--- START PAGE EXTRACT ---

Tuesday, August 12, 2008

Technique Tuesday: We Are Checking Into Your Background

Good Morning Everybody,
Well, I think we are almost back to normal today. Zoomtown, one of our largest local ISP's seems to have all the cables reconnected and all the wires re-attached and we seem to be humming along again. Who knows, maybe too many people were downloading the 2200 hundred hours of video from NBCOlympics.com and that bogged things down. I know I was one of them. If you haven't checked out the site, or if you missed any of your favorite events, you can still see them at NBCOlympics.com - way cool site. Anyway, no problem today - we are off and running.

How many times have you been on location at a wedding or family session and the backgrounds at the house, the yard, the church just were not optimum. Hey, that's why they hire a professional photographer. Because we can figure it out and come home with the shots. Take a look at the following tutorial and watch how I change the background in four separate instances to dramatically improve the image. All good stuff we need to know as we progress into great wedding/portrait shooters - Enjoy, -David


  1. David on the last image you took did you fill in the shadows with an on camera flash or were you still relying on the light coming from the door way.

--- END PAGE EXTRACT ---

**INSTRUCTIONS FOR THE TASK**.
In the blog post, in how many separate instances does the tutorial show the background being changed?

--- START EXCERPTED RECORDS ---

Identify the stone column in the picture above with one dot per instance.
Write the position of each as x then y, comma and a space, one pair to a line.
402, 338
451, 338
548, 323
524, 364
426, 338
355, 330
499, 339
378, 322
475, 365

--- END EXCERPTED RECORDS ---

**EXERCISE SOLUTION**.
Four.